**TASK SET:**
**a.** For each statement, say yes or no according to the passage on Mahmoud v. Taylor, and quote the words of the passage that decide it. (i) The Fourth Circuit affirmed the district court's ruling unanimously. (ii) In Wisconsin v. Yoder, Amish children could not be forced to attend public high school past eighth grade. (iii) The parents object to instruction on sexuality and gender.
**b.** According to the passage on Mahmoud v. Taylor, why did the court in Wisconsin v. Yoder rule that Amish children could not be required to attend school beyond eighth grade? Answer in one to three sentences.

**QUOTED TEXT:**

========================

A district court denied the parent's request for a preliminary injunction, asserting that the parents failed to demonstrate a free exercise burden. They assert that there is no religious burden until the students are compelled “to change their religious beliefs or conduct.” The U.S. Court of Appeals for the Fourth Circuit affirmed this in a 2-1 decision. However, in the Eighth Circuit, children cannot be forced to participate in activities that violate their religious beliefs.

The constitutional issue in Mahmoud v. Taylor deals with the Free Exercise Clause, which “protects citizens' right to practice their religion as they please, so long as the practice does not run afoul of a "public morals" or a "compelling" governmental interest.” The parents argue that requiring students to participate in instruction on sexuality and gender that goes against their religious convictions burdens their religious exercise. Essentially by refusing to notify parents and not giving them an opt-out option in these lessons, the school board is infringing upon parents’ rights to teach their children religion.

In the Fourth Circuit, there was a 5-1 circuit split over “when” forced public school instruction violates the Free Exercise Clause. To denounce this split, the Board tried to dispute the ruling of Florey v. Sioux Falls School, which is a case that involved “students sitting through activities like a Christmas assembly with a “religious theme.” In the case of Florey, which was brought up in this case, Yoder was cited and it was stated that “forcing any person to participate in an activity that offends his religious beliefs will generally contravene the Free Exercise Clause.” In Wisconsin v. Yoder, the court ruled that Amish children could not be forced to attend public high school past eighth grade, as it violated their right to free exercise. The court ruled that individuals' interests under the free exercise clause outweigh the state's interests in requiring children to attend school beyond eighth grade. Both cases, but more specifically Yoder, recognized a parent's right to guide the religious upbringing of their children.

========================

**PROVIDED MATERIAL:**
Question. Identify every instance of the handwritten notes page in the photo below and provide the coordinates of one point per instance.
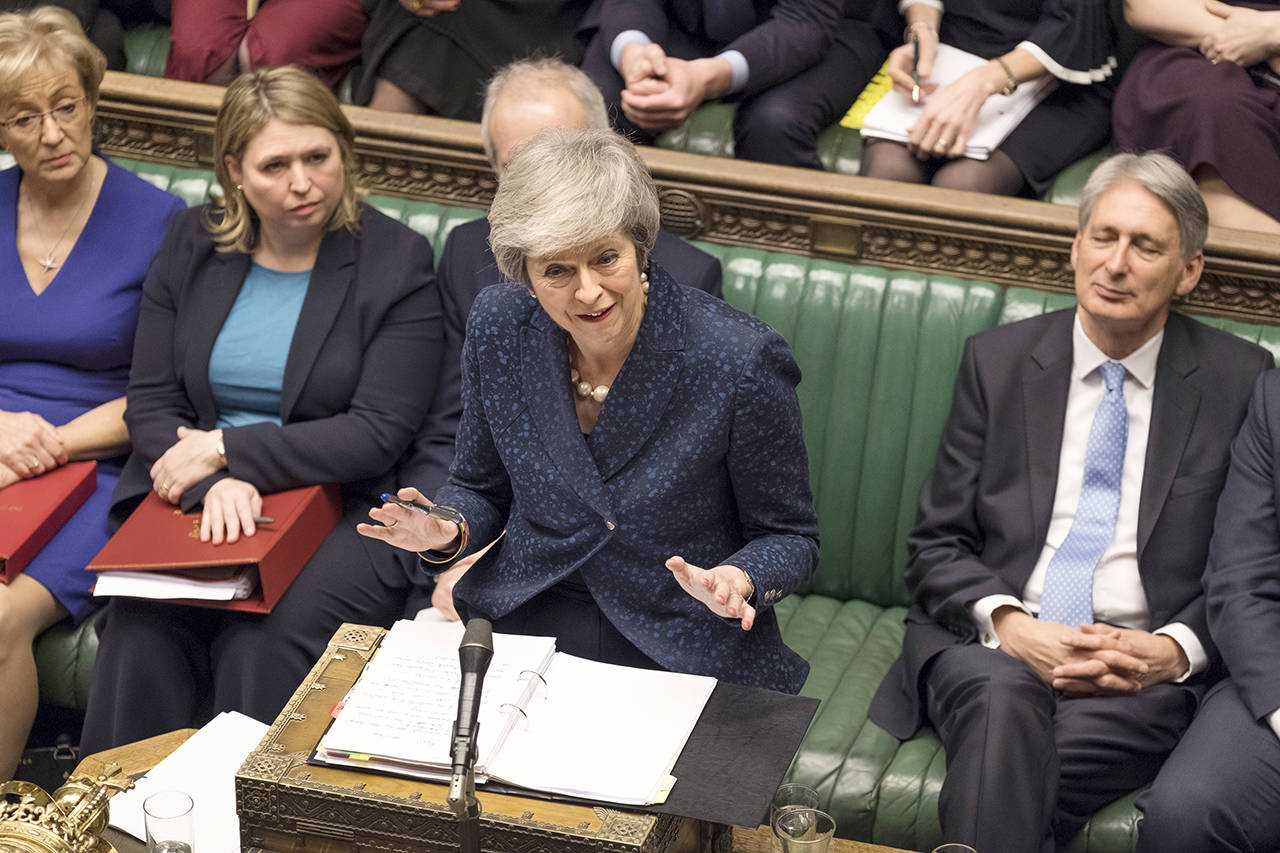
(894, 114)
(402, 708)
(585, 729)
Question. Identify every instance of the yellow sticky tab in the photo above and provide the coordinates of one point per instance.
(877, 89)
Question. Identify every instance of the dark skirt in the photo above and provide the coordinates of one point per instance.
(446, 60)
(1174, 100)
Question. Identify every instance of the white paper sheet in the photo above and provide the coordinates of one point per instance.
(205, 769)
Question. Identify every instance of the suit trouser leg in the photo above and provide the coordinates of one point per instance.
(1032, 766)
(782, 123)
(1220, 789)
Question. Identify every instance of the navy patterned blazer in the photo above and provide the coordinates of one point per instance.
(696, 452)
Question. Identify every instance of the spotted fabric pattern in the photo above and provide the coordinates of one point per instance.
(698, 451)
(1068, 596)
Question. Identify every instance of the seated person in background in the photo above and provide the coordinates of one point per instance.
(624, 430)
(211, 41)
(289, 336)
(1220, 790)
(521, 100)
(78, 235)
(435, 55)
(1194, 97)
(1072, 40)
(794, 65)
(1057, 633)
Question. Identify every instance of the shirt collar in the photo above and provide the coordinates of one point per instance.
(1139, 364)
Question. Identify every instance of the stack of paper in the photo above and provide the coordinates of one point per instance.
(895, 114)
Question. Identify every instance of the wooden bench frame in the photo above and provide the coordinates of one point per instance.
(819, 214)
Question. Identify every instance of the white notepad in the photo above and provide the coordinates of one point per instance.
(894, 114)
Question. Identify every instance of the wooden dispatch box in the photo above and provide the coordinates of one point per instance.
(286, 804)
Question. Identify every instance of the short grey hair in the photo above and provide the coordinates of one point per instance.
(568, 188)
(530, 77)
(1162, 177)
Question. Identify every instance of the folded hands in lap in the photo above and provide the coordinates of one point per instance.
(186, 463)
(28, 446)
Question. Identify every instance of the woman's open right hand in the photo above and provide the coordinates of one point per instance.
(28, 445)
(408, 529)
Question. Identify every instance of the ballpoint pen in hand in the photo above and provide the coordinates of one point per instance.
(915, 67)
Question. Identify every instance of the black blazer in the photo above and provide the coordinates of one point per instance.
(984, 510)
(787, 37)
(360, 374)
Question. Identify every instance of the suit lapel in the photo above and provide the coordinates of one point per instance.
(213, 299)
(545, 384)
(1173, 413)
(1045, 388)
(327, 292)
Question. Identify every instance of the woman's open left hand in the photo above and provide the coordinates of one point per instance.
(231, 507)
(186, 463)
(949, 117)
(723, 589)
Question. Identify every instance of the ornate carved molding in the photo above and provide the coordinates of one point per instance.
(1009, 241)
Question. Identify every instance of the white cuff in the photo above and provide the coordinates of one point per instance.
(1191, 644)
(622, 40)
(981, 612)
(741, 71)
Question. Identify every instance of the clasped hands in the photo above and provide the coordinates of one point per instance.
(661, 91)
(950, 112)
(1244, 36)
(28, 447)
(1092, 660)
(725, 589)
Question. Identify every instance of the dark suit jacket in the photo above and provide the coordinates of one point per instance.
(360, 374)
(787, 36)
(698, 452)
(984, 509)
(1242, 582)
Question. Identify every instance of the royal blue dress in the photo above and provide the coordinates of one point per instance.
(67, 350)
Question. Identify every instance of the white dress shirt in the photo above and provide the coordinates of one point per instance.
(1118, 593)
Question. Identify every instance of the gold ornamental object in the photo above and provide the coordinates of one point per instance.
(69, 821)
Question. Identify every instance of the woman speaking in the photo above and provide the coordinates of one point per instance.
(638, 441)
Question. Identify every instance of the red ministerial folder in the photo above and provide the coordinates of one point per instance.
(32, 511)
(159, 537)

========================

**THE SOLUTIONS:**
**a.**
(i) No: "The U.S. Court of Appeals for the Fourth Circuit affirmed this in a 2-1 decision."
(ii) Yes: "In Wisconsin v. Yoder, the court ruled that Amish children could not be forced to attend public high school past eighth grade"
(iii) Yes: "requiring students to participate in instruction on sexuality and gender that goes against their religious convictions burdens their religious exercise"

**b.** The court found that requiring it violated the children's right to free exercise. It held that individuals' interests under the Free Exercise Clause outweigh the state's interest in requiring children to attend school beyond eighth grade.